:: Task to complete ::
From the records below, print only the part that opens with the line containing "Where can the hair" and closes with the line containing "pixel 62 234"; omit the pictures.

:: Data for analysis ::
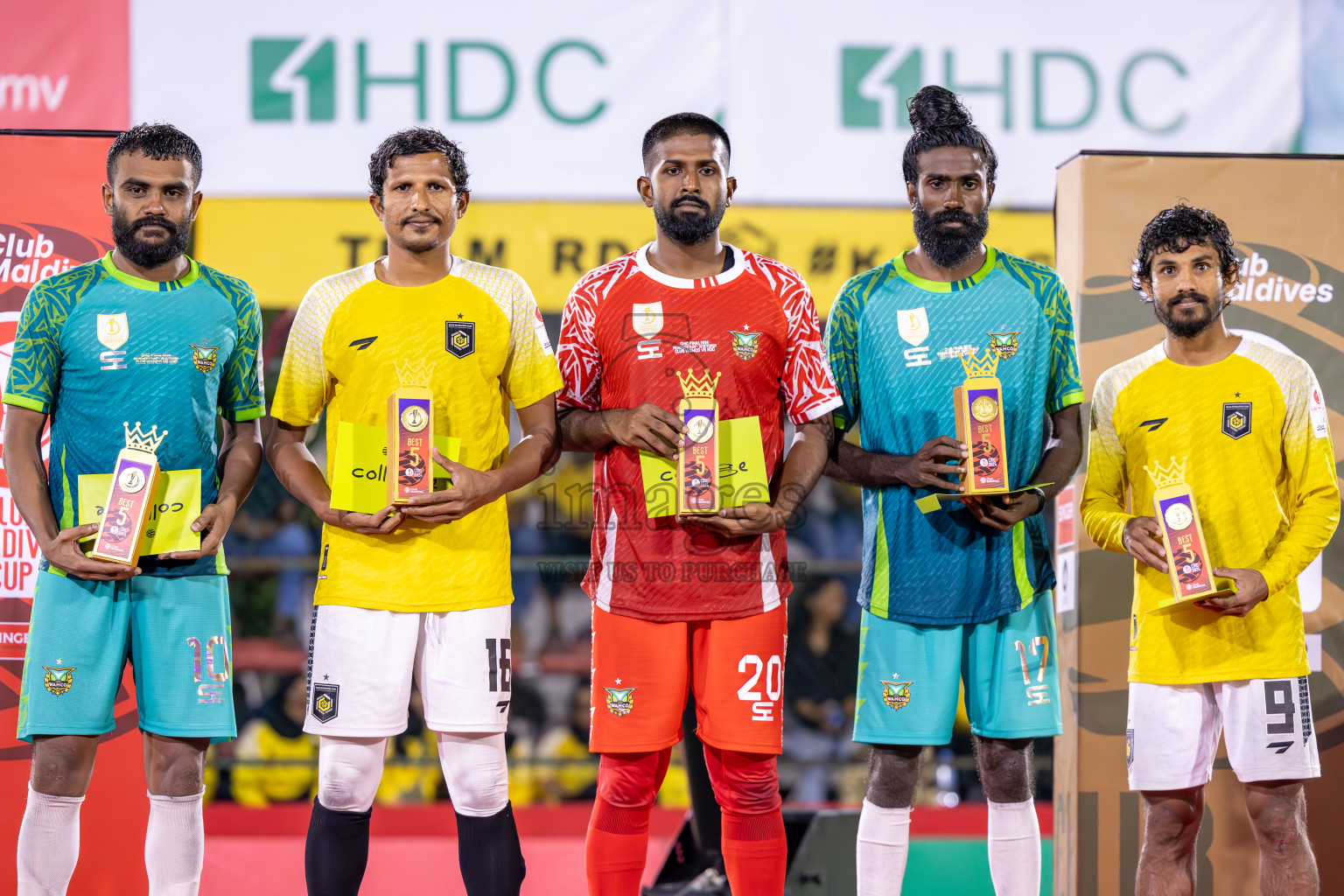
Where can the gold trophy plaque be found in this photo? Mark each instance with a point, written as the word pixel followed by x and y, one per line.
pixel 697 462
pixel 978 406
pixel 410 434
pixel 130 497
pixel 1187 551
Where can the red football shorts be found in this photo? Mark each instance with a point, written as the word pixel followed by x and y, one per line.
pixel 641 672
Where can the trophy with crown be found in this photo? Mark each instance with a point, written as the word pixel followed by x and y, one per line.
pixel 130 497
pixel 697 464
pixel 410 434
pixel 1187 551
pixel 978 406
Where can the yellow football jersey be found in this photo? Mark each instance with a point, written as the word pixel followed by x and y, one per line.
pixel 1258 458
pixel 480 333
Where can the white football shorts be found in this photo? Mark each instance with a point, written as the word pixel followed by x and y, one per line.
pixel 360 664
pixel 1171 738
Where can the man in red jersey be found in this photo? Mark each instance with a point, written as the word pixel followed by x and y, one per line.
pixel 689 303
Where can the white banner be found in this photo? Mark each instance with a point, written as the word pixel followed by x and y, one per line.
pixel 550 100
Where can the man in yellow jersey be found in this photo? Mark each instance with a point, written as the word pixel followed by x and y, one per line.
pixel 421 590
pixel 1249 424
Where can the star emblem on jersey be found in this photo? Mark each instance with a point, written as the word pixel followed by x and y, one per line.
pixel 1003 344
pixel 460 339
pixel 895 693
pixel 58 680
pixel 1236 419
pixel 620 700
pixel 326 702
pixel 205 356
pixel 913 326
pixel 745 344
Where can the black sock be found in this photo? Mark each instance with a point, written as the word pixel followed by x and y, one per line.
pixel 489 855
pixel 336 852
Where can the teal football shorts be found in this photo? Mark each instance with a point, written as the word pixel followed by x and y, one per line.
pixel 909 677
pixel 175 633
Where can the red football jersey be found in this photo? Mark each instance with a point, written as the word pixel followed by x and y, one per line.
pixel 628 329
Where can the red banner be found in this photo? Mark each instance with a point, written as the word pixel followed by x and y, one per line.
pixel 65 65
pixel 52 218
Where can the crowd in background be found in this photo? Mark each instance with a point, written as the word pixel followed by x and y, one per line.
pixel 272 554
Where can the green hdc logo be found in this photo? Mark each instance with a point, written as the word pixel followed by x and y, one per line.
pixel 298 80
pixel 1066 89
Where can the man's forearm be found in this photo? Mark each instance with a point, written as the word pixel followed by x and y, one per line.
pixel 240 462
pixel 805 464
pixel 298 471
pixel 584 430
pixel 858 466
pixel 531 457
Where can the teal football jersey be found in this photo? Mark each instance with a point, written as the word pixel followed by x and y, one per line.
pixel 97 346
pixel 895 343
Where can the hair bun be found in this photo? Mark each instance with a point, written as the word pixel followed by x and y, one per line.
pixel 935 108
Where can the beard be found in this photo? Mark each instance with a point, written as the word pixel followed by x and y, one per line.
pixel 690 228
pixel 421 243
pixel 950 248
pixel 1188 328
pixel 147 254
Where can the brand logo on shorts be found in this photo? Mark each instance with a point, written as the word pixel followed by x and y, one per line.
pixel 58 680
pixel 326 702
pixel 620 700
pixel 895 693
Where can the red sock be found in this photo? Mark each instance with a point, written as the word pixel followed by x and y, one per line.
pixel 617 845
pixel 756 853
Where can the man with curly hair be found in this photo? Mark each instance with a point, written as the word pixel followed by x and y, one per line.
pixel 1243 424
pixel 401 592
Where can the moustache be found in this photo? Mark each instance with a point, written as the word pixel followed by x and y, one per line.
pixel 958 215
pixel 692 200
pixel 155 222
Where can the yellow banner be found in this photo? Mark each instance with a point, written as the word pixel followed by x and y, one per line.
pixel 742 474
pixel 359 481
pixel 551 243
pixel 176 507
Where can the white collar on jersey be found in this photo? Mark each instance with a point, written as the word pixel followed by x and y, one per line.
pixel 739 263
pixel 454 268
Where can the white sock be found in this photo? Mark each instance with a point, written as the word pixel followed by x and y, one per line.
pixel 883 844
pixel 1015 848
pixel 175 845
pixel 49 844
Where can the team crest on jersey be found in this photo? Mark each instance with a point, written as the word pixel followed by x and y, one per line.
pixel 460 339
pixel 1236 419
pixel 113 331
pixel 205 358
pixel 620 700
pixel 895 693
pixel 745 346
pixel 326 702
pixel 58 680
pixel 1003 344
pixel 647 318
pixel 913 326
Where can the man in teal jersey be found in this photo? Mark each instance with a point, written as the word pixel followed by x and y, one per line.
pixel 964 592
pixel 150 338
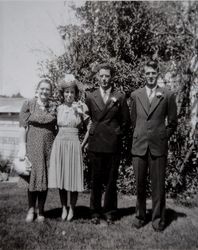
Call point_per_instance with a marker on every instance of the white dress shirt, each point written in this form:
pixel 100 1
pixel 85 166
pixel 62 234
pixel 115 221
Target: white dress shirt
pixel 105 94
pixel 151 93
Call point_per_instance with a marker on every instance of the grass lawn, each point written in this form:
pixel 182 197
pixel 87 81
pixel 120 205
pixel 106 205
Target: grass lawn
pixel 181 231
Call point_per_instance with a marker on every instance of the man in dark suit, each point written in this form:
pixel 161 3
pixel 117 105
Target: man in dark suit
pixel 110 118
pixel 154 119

:: Output of the exercise ::
Where can the hair bun be found in this photo? Mark each instance with a point, written as the word pixel followed by x and y, one per line.
pixel 935 108
Where can the beard be found in this photo? Mark each instance with a point, written as the word pixel followed by x and y, one per line.
pixel 690 228
pixel 421 243
pixel 950 248
pixel 1188 328
pixel 147 254
Where can the brand logo on shorts be found in this photo? Mark each instance with a point, written as the word pixel followed by x and y, one per line.
pixel 58 680
pixel 326 702
pixel 620 700
pixel 895 693
Where can the red sock be found in this photo? Mark each instance with a point, written as the word pixel followed by x and y, one per line.
pixel 617 845
pixel 756 853
Where can the man with curly hair be found in this photo? Mark each instance with a point, written as the word pixel followed by x and y, one per line.
pixel 1243 424
pixel 401 592
Where can the moustache be found in this photo? Mark each instance with a point, written as the word pixel followed by x and y, one per line.
pixel 958 215
pixel 692 200
pixel 155 222
Where can the yellow banner be found in this photo? Mark each instance with a point, written as the word pixel followed by x and y, one per line.
pixel 742 474
pixel 359 481
pixel 551 243
pixel 176 507
Where can the white collar on jersey be found in this photo? Mark each instance with a point, written as the word pixel followed by x and y, one per line.
pixel 739 263
pixel 454 268
Where can the white sock be found in this photo? Mark each instance with a point, written as the word pixel followed by x and y, one per line.
pixel 883 844
pixel 1015 848
pixel 175 845
pixel 49 844
Where can the team crest on jersey be found in this photo? Mark each instance with a point, written as the word pixel followed by x and y, one per line.
pixel 460 339
pixel 1236 419
pixel 113 331
pixel 205 358
pixel 620 700
pixel 895 693
pixel 745 346
pixel 326 702
pixel 58 680
pixel 1003 344
pixel 647 318
pixel 913 326
Where can the man in teal jersey be found in this photo? Mark each instance with a point, written as the word pixel followed by x and y, one per line.
pixel 964 592
pixel 150 338
Call point_per_instance with a marker on every instance of the white dress shirt, each point written in this form:
pixel 100 1
pixel 85 166
pixel 62 234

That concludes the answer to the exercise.